* [Work request]
Copy out the full data exactly as given; pictures should not be included.

* [Supplied material]
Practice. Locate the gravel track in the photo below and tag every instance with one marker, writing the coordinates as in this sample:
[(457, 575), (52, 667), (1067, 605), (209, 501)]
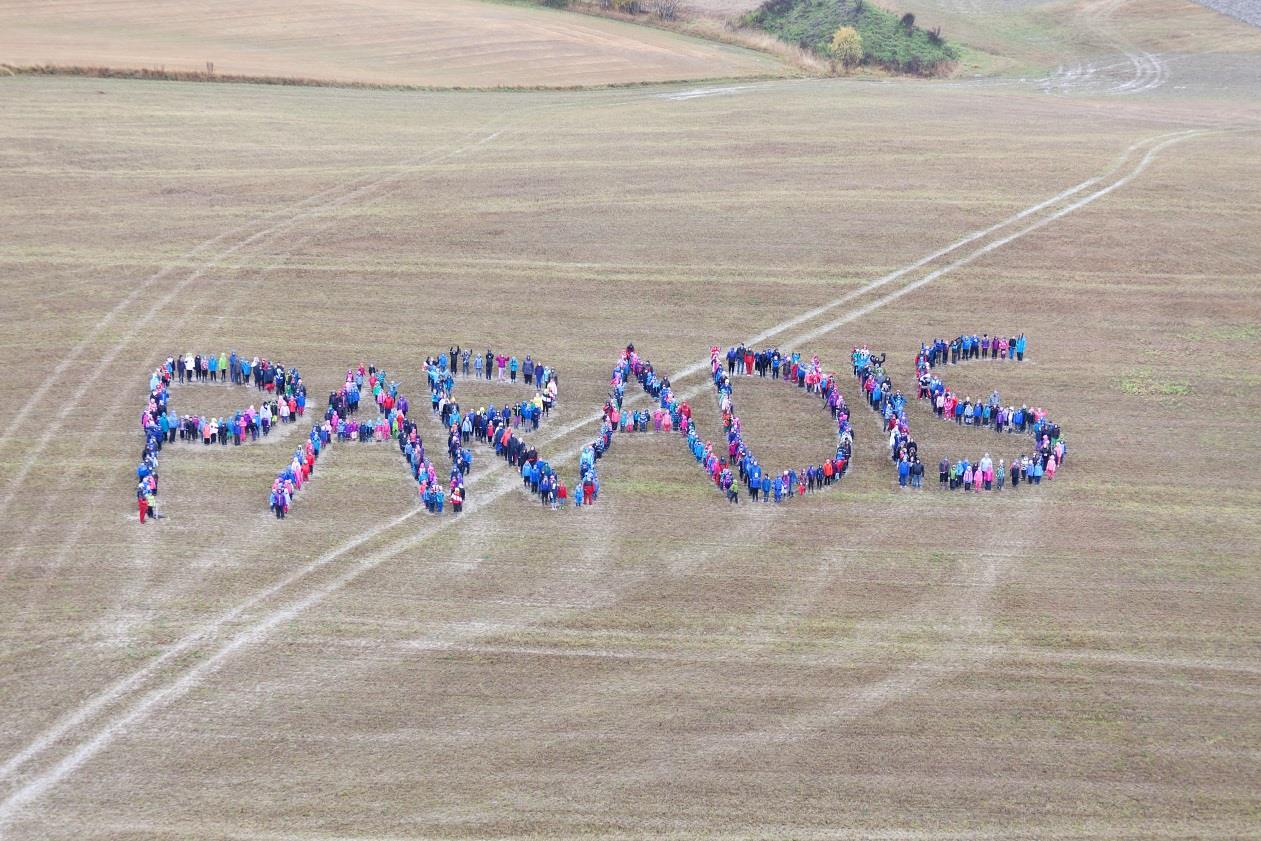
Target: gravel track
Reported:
[(1246, 10)]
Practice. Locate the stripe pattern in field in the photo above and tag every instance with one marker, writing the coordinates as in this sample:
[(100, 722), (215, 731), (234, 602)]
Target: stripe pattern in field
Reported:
[(445, 43)]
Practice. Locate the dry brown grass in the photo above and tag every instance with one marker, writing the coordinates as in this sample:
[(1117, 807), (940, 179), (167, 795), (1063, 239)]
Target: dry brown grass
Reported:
[(1082, 661), (439, 43)]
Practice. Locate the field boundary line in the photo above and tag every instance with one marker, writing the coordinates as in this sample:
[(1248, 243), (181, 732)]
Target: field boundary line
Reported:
[(162, 695)]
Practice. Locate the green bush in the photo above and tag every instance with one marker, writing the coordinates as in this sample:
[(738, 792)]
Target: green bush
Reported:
[(888, 39)]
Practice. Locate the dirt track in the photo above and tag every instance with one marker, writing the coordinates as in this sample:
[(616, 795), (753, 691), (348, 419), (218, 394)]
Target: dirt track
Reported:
[(1245, 10), (1033, 666)]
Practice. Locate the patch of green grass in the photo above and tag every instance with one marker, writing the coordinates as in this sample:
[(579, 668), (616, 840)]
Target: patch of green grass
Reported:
[(1141, 383)]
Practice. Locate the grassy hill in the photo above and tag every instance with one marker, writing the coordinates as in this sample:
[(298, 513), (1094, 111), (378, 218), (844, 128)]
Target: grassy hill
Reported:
[(438, 43), (889, 40)]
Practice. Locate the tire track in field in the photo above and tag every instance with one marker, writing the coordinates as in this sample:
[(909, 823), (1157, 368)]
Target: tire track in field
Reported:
[(175, 686), (308, 208)]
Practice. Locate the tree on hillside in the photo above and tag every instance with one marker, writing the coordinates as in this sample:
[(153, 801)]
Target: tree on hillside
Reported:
[(848, 47)]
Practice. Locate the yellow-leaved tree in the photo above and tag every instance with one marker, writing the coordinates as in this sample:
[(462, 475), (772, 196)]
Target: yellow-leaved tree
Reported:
[(848, 46)]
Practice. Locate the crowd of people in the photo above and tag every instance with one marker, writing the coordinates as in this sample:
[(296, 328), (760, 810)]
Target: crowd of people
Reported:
[(729, 465), (489, 365), (734, 464), (499, 428), (808, 375), (341, 424), (964, 348), (1049, 446), (971, 474), (285, 402)]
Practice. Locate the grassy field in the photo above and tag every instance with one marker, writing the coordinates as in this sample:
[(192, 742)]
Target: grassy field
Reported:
[(444, 43), (1081, 661)]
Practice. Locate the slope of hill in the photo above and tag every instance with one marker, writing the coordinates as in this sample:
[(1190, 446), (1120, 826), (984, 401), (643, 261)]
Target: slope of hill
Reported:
[(888, 39), (455, 43)]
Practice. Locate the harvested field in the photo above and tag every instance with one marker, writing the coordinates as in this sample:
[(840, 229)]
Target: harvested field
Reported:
[(1077, 661), (443, 43)]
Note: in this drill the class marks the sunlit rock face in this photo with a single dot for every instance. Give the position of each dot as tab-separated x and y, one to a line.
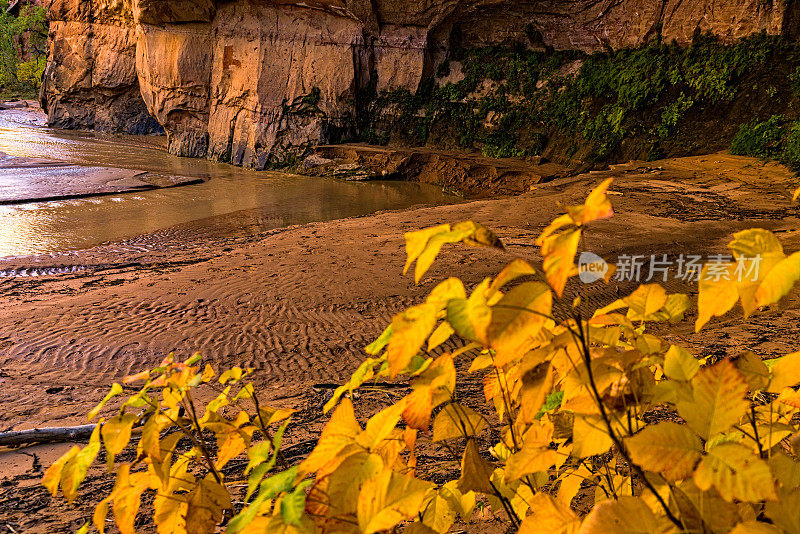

* [Response box]
Practice. Locate the gravel track in the photo below and tag every instance with one marker, writing the coordinates as in this sample:
[(457, 575), (52, 667), (1067, 605), (209, 501)]
Target: gravel track
Reported:
[(1246, 10)]
Practice. Locate the stripe pattern in field in the photo above and tag every instance with one marker, writing the coordinates as in this sample:
[(100, 722), (215, 731), (234, 602)]
Target: stripe pattern in field
Reported:
[(445, 43)]
Practice. Locate the dry brown grass in the photo above and tag every instance with one marker, writing the coordinates as in this sample:
[(1117, 807), (940, 179), (167, 795), (1063, 239)]
Target: dry brown grass
Reported:
[(1082, 661), (439, 43)]
Practice. Locate the field boundary line in the photo above and tag every instance with one marker, writing the coordinates as in this sample:
[(1248, 243), (181, 732)]
Target: field boundary line
Reported:
[(162, 695)]
Practice. Locate the green bush in the photo above and tag every instance with one marker, writing the coordinates as in this sample:
[(738, 792)]
Target: green bush
Reported:
[(888, 39)]
Practice. Locate the dirt track in the photo above and tag every instance with one marker, writing the coordinates as in this sample:
[(616, 795), (753, 691), (348, 419), (218, 394)]
Target: dirt track
Reported:
[(1245, 10), (1033, 666)]
Practice. Locate the patch of green grass in the photo above and tag every instance with one marker, writing the coordinates as in this sample:
[(579, 668), (616, 840)]
Target: patch of green grass
Reported:
[(1141, 383)]
Practice. Locate the grassy hill in the photo above and tag every instance with one marker, writing the coordinates as in this sample:
[(298, 513), (1094, 111), (378, 218), (844, 128)]
Target: grassy hill
Reported:
[(438, 43), (889, 40)]
Practice. Locate the tire track in field in the photo above and tag every instance with one marker, writing the coordinates as in this sample:
[(909, 823), (1157, 368)]
Target: tire track in field
Reported:
[(175, 686), (308, 208)]
Practice. Locate the tree on hillside in the photo above and tag every instance with one marker, writing the coordinates as in this sample:
[(153, 801)]
Target: tree on hillside
Reported:
[(848, 47)]
Practice. Locate the yellow-leaved tree in the photo above and tag every instance with one marker, writing the coordinates as in this sample:
[(462, 475), (772, 196)]
Target: yellow-leaved tree
Reported:
[(848, 46)]
Practice. Locate the crowd of people in the photo above and tag every instance with one marker, writing the coordinates as in this sample:
[(296, 328), (760, 810)]
Target: crowd of people
Reported:
[(729, 465), (489, 365), (734, 464), (499, 428), (808, 375), (341, 424), (964, 348), (1049, 446), (971, 474), (285, 402)]
Practice. Locate the grassy field in the photo above and tag every instance with one marker, writing the coordinates as in this sample:
[(192, 742)]
Target: grassy field
Reported:
[(444, 43), (1081, 661)]
Practice. Locate the slope of hill in the photo above and tag every instance with one marker, writing the coordinates as in this sample:
[(1190, 446), (1120, 826), (984, 401), (643, 261)]
Target: slope of hill
Reported:
[(888, 39), (455, 43)]
Practice. Locate the harvested field in the photo above and tag every instance with one marker, writing the coordinates as in this sample:
[(840, 229)]
Target: harvested field
Reported:
[(1077, 661), (443, 43)]
Note: in this drill the class marks the sunlit rock face in this photo with a single dot for every instance. Give the position of each dot as tab-separated x and y, one to a line.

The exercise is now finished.